» **Exercise**:
Repeat each line of the material below exactly as it appears, minus any pictures.

---------- Given data

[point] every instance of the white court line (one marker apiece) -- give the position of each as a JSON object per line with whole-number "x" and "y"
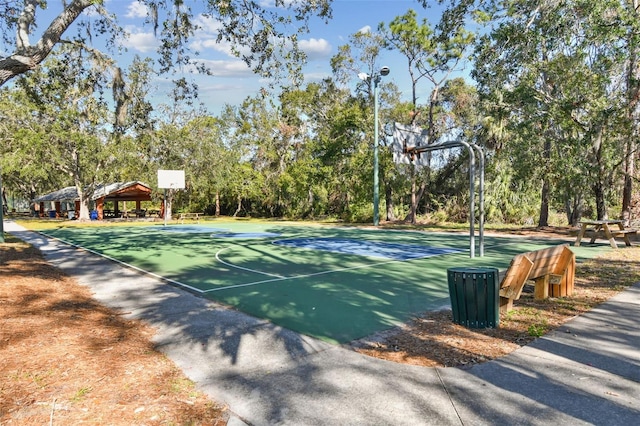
{"x": 169, "y": 280}
{"x": 280, "y": 278}
{"x": 231, "y": 265}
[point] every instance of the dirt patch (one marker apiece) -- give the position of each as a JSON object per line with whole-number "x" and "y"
{"x": 66, "y": 359}
{"x": 433, "y": 340}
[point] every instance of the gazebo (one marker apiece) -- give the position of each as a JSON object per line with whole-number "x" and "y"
{"x": 114, "y": 192}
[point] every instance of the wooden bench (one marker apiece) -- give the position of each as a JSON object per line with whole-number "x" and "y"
{"x": 624, "y": 233}
{"x": 552, "y": 270}
{"x": 189, "y": 216}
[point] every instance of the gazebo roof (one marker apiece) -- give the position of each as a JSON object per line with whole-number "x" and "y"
{"x": 119, "y": 191}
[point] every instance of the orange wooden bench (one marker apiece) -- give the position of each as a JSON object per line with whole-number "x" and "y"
{"x": 552, "y": 270}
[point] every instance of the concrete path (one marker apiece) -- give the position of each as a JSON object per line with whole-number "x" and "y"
{"x": 587, "y": 372}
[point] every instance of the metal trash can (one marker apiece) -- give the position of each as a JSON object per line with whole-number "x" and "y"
{"x": 474, "y": 296}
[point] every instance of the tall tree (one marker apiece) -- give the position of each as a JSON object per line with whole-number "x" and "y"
{"x": 431, "y": 56}
{"x": 267, "y": 34}
{"x": 64, "y": 131}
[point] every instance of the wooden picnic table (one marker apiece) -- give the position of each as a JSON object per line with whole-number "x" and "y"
{"x": 603, "y": 227}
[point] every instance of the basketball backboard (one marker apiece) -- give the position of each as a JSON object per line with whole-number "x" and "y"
{"x": 171, "y": 179}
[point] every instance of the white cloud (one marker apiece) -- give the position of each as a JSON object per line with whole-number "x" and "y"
{"x": 228, "y": 69}
{"x": 316, "y": 48}
{"x": 136, "y": 10}
{"x": 140, "y": 40}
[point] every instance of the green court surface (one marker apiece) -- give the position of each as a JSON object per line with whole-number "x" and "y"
{"x": 333, "y": 283}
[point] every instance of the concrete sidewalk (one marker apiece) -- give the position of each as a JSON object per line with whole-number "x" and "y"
{"x": 587, "y": 372}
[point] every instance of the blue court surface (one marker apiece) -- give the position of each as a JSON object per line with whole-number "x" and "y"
{"x": 334, "y": 283}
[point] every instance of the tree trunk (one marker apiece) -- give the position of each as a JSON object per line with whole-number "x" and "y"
{"x": 388, "y": 196}
{"x": 633, "y": 98}
{"x": 239, "y": 207}
{"x": 544, "y": 202}
{"x": 543, "y": 220}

--------------------

» **In response**:
[point] every instance of the white court line (one marker apiece) -- give the position of each as a JSON object per line with whole-number "x" and "y"
{"x": 169, "y": 280}
{"x": 280, "y": 278}
{"x": 231, "y": 265}
[point] every instance of the dirt patch (one marker apiece) -- give the position of each as a JSON object per line with whole-number "x" and "y"
{"x": 66, "y": 359}
{"x": 433, "y": 340}
[point] every instance of the gazebo (one marker apiece) -- give the position of each as a JSON object per line with whole-number "x" and "y"
{"x": 114, "y": 192}
[point] every instance of the wooden bench (one marker apiece) -- give the position of each as a JSON object per line with whole-number "x" and "y"
{"x": 624, "y": 233}
{"x": 552, "y": 270}
{"x": 189, "y": 216}
[point] every instance of the gazebo roof (one marker apiece) -- give the position of each as a JSON object per line with whole-number "x" and "y"
{"x": 119, "y": 191}
[point] every instance of the orange wooden bench (one marker apiece) -- give the position of each as a JSON object per line with whole-number "x" and "y"
{"x": 552, "y": 270}
[point] every instance of the concrete path (one marker apiece) -- give the position of each as a JSON object per line with whole-number "x" and "y"
{"x": 587, "y": 372}
[point] every instance of the metal trash can (one marker apiece) -- give the position of each as a JSON object per line with whole-number "x" and "y"
{"x": 474, "y": 296}
[point] every instance of the tall tree (one marker apiece) -- give the position of each as a JSON object per line with whole-number "x" and "y"
{"x": 431, "y": 56}
{"x": 267, "y": 34}
{"x": 64, "y": 131}
[point] every instance of the wooden picnic table (one marker apiece) -- give the position of each as a JSON object per line with whole-number "x" and "y"
{"x": 603, "y": 227}
[point] every instance of the basketball backboard (one marker apiece) -- give the position of each as a JSON object per line with whole-number "x" and "y"
{"x": 171, "y": 179}
[point] every instance of the white cloud (one marker apiece) -- give the position of each as a JSON object per line with whole-number "x" and "y"
{"x": 228, "y": 69}
{"x": 316, "y": 48}
{"x": 136, "y": 10}
{"x": 140, "y": 40}
[point] every instance of the green court surface (one marker apiece) -- give the position of each as a JSON object per line with whole-number "x" and "y"
{"x": 333, "y": 283}
[point] every instance of the concrete sidewalk (one marker apiece) -- give the position of each as a JSON object per line with whole-number "x" and "y"
{"x": 587, "y": 372}
[point] every instance of the blue court surface (one marker apiece) -- give the position of each as a JSON object per line with whole-number "x" and "y"
{"x": 334, "y": 283}
[point] every instance of the tree trunk (one marker apiece) -- give the position of each as a JSON object per line with whole-number "x" and "y"
{"x": 388, "y": 196}
{"x": 633, "y": 98}
{"x": 239, "y": 207}
{"x": 544, "y": 202}
{"x": 543, "y": 220}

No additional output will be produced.